* _AIM OF THE TASK_: Every line below needs to be reproduced exactly.

Stored items
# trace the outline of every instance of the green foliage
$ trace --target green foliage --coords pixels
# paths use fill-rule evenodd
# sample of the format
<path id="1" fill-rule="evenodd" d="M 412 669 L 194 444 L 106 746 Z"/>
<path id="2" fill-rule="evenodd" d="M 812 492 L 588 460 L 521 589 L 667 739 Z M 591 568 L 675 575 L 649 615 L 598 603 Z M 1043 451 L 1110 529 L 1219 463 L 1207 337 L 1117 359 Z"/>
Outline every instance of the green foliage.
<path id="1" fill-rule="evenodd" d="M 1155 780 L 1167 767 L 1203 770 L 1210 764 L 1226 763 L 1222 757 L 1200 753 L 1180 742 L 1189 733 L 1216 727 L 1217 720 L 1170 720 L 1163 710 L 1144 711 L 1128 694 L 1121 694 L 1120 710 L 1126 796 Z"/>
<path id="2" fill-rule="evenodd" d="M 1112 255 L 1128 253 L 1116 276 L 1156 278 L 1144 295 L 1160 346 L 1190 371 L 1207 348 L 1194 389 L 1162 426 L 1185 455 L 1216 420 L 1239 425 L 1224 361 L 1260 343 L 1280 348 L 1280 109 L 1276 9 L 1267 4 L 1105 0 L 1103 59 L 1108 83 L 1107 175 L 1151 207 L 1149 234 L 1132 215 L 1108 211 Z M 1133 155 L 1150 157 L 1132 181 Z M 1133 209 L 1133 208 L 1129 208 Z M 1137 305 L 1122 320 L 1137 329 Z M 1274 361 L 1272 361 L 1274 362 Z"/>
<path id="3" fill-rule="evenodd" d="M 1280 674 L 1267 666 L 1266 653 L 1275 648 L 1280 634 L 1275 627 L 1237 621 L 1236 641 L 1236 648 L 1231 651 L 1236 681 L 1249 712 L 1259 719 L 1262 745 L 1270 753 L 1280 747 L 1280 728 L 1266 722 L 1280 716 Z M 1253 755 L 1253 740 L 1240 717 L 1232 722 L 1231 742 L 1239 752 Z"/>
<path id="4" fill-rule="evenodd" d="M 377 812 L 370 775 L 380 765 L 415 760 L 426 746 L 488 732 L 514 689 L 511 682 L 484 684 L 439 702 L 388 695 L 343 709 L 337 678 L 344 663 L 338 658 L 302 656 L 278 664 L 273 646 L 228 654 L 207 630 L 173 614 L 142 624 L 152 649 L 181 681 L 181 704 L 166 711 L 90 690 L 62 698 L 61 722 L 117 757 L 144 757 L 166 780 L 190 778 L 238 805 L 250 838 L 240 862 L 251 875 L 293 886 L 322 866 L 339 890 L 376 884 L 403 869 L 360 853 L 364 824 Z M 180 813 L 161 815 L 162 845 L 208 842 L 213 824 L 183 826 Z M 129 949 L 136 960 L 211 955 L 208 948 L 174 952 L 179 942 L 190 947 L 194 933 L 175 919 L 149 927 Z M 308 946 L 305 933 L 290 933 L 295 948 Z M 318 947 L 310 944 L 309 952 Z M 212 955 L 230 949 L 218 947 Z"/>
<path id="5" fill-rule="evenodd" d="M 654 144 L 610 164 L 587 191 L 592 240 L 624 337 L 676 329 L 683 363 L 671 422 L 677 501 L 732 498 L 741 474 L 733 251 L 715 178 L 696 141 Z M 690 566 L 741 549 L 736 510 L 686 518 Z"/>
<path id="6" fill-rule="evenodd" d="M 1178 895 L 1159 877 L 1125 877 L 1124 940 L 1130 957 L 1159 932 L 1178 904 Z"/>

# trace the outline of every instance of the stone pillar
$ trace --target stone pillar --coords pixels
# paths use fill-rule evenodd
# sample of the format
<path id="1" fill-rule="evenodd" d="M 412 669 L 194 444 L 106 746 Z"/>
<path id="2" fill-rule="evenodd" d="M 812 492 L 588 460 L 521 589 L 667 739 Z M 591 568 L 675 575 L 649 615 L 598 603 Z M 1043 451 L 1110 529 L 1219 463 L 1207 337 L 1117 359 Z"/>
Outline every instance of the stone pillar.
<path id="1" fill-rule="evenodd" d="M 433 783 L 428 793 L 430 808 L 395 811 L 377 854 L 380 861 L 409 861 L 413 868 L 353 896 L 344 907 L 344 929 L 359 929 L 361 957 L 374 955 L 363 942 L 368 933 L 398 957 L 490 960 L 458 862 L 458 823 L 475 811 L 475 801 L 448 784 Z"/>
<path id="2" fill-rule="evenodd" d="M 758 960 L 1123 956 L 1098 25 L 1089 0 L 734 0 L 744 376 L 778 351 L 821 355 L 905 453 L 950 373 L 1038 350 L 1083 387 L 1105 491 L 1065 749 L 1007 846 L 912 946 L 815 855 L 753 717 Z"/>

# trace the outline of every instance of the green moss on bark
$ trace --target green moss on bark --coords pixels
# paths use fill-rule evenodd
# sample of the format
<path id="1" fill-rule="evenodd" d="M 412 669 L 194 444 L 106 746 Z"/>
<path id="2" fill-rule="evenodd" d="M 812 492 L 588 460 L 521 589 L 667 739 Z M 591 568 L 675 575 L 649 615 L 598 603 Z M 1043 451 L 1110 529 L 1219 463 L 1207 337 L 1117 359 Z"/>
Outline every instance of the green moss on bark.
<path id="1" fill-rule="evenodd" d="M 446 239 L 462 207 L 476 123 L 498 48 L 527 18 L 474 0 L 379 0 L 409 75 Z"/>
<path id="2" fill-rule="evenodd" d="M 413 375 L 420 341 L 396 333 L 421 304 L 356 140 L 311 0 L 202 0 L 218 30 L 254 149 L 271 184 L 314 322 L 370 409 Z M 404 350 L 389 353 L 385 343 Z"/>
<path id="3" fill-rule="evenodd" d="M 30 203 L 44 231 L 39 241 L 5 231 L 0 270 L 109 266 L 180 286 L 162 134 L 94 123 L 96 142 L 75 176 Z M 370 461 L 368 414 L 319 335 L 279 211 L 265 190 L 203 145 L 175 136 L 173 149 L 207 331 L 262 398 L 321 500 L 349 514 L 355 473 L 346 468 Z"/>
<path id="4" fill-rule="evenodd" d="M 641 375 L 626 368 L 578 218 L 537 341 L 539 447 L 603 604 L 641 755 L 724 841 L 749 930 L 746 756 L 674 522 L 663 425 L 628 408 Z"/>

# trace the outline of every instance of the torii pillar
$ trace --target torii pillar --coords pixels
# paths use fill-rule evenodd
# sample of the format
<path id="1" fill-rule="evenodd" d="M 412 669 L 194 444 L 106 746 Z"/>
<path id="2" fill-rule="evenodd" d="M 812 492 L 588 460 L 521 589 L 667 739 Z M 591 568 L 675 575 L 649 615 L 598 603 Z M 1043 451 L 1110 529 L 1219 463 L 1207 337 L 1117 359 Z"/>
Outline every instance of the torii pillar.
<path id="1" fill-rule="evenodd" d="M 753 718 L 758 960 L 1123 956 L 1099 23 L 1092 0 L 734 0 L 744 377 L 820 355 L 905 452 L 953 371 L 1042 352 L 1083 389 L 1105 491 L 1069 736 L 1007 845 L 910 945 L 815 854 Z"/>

* _FINISHED EXERCISE_:
# trace the outline of every instance of the green foliage
$ trace --target green foliage --coords pixels
# paths use fill-rule evenodd
# sample of the format
<path id="1" fill-rule="evenodd" d="M 412 669 L 194 444 L 106 746 Z"/>
<path id="2" fill-rule="evenodd" d="M 812 492 L 588 460 L 521 589 L 667 739 Z M 591 568 L 675 575 L 649 615 L 598 603 Z M 1043 451 L 1110 529 L 1219 463 L 1207 337 L 1117 359 Z"/>
Outline every instance of the green foliage.
<path id="1" fill-rule="evenodd" d="M 1155 780 L 1167 767 L 1203 770 L 1210 764 L 1226 763 L 1222 757 L 1200 753 L 1180 742 L 1189 733 L 1216 727 L 1217 720 L 1170 720 L 1163 710 L 1144 711 L 1128 694 L 1121 694 L 1120 710 L 1126 796 Z"/>
<path id="2" fill-rule="evenodd" d="M 1112 255 L 1128 253 L 1116 276 L 1156 278 L 1144 295 L 1160 346 L 1190 371 L 1207 348 L 1194 389 L 1162 426 L 1185 455 L 1216 420 L 1239 425 L 1224 361 L 1260 343 L 1280 348 L 1280 109 L 1276 9 L 1267 4 L 1105 0 L 1103 59 L 1108 83 L 1107 175 L 1151 207 L 1149 234 L 1132 215 L 1108 211 Z M 1133 155 L 1150 157 L 1132 181 Z M 1133 209 L 1133 208 L 1129 208 Z M 1137 305 L 1122 320 L 1137 329 Z M 1274 361 L 1272 361 L 1274 362 Z"/>
<path id="3" fill-rule="evenodd" d="M 1280 674 L 1267 666 L 1266 653 L 1275 648 L 1280 634 L 1275 627 L 1237 621 L 1236 641 L 1236 648 L 1231 651 L 1236 681 L 1249 712 L 1259 719 L 1262 745 L 1270 753 L 1280 747 L 1280 728 L 1266 722 L 1280 716 Z M 1253 755 L 1253 740 L 1240 717 L 1232 722 L 1231 742 L 1239 752 Z"/>
<path id="4" fill-rule="evenodd" d="M 377 812 L 370 775 L 380 765 L 415 760 L 426 746 L 488 732 L 514 689 L 511 682 L 484 684 L 439 702 L 388 695 L 343 709 L 337 678 L 344 663 L 338 658 L 302 656 L 278 664 L 273 646 L 228 654 L 207 630 L 173 614 L 142 624 L 152 649 L 181 681 L 181 704 L 166 711 L 90 690 L 62 698 L 61 722 L 117 757 L 144 757 L 166 780 L 190 778 L 238 805 L 250 838 L 240 862 L 251 875 L 293 886 L 322 866 L 339 890 L 376 884 L 403 869 L 360 853 L 364 824 Z M 180 813 L 161 815 L 162 845 L 208 842 L 213 824 L 183 826 Z M 129 949 L 136 960 L 211 955 L 208 948 L 174 952 L 179 942 L 190 947 L 194 933 L 175 919 L 149 927 Z M 308 946 L 305 933 L 290 933 L 295 948 Z M 318 947 L 310 944 L 309 952 Z M 212 955 L 230 949 L 218 947 Z"/>
<path id="5" fill-rule="evenodd" d="M 654 144 L 610 164 L 587 191 L 592 240 L 624 337 L 676 329 L 683 363 L 671 422 L 677 501 L 732 498 L 741 474 L 733 251 L 715 178 L 696 141 Z M 690 566 L 741 549 L 736 510 L 686 518 Z"/>
<path id="6" fill-rule="evenodd" d="M 1178 895 L 1159 877 L 1125 877 L 1124 940 L 1130 957 L 1159 932 L 1178 904 Z"/>

# trace the outline of every instance of the stone pillar
$ trace --target stone pillar --coords pixels
# paths use fill-rule evenodd
# sample of the format
<path id="1" fill-rule="evenodd" d="M 412 669 L 194 444 L 106 746 Z"/>
<path id="2" fill-rule="evenodd" d="M 812 492 L 588 460 L 521 589 L 667 739 Z M 591 568 L 675 575 L 649 615 L 598 603 Z M 1043 451 L 1110 529 L 1219 463 L 1207 337 L 1117 359 Z"/>
Outline every instance of the stone pillar.
<path id="1" fill-rule="evenodd" d="M 433 783 L 428 793 L 430 808 L 395 811 L 377 854 L 380 861 L 409 861 L 413 868 L 353 896 L 344 907 L 344 929 L 359 929 L 361 957 L 374 955 L 363 942 L 368 933 L 398 957 L 490 960 L 458 862 L 458 823 L 475 811 L 475 801 L 448 784 Z"/>
<path id="2" fill-rule="evenodd" d="M 758 960 L 1123 956 L 1098 25 L 1089 0 L 734 0 L 744 376 L 778 351 L 821 355 L 905 453 L 950 373 L 1038 350 L 1083 387 L 1105 491 L 1065 749 L 1007 846 L 912 946 L 815 855 L 753 717 Z"/>

# trace the outline of every instance of the green moss on bark
$ trace --target green moss on bark --coords pixels
# paths use fill-rule evenodd
# sample of the format
<path id="1" fill-rule="evenodd" d="M 412 669 L 194 444 L 106 746 Z"/>
<path id="2" fill-rule="evenodd" d="M 812 492 L 588 460 L 521 589 L 667 739 Z M 591 568 L 675 575 L 649 615 L 598 603 Z M 1043 451 L 1110 529 L 1219 463 L 1207 337 L 1117 359 Z"/>
Outline every instance of the green moss on bark.
<path id="1" fill-rule="evenodd" d="M 446 239 L 462 207 L 476 123 L 498 48 L 527 18 L 474 0 L 379 0 L 409 75 Z"/>
<path id="2" fill-rule="evenodd" d="M 413 375 L 420 341 L 396 333 L 421 304 L 356 140 L 311 0 L 202 0 L 218 30 L 254 149 L 271 184 L 314 322 L 370 409 Z M 404 350 L 389 353 L 385 343 Z"/>
<path id="3" fill-rule="evenodd" d="M 30 203 L 44 231 L 39 241 L 5 231 L 0 270 L 109 266 L 180 286 L 162 134 L 94 123 L 96 142 L 75 176 Z M 370 461 L 368 414 L 319 335 L 279 211 L 265 190 L 203 145 L 175 136 L 173 149 L 207 331 L 262 398 L 321 500 L 349 514 L 355 473 L 346 468 Z"/>
<path id="4" fill-rule="evenodd" d="M 641 375 L 626 368 L 578 218 L 537 341 L 539 447 L 603 604 L 641 755 L 724 841 L 749 930 L 746 756 L 674 522 L 663 425 L 628 408 Z"/>

# trace the outline of every instance of the torii pillar
$ trace --target torii pillar --coords pixels
# paths use fill-rule evenodd
# sample of the format
<path id="1" fill-rule="evenodd" d="M 412 669 L 194 444 L 106 746 Z"/>
<path id="2" fill-rule="evenodd" d="M 812 492 L 588 460 L 521 589 L 667 739 Z M 591 568 L 675 575 L 649 615 L 598 603 Z M 1043 451 L 1110 529 L 1219 463 L 1207 337 L 1117 359 Z"/>
Outline every instance of the torii pillar.
<path id="1" fill-rule="evenodd" d="M 753 718 L 758 960 L 1123 956 L 1099 23 L 1092 0 L 734 0 L 744 377 L 820 355 L 905 452 L 953 371 L 1042 352 L 1083 389 L 1105 491 L 1069 736 L 1007 845 L 910 945 L 815 854 Z"/>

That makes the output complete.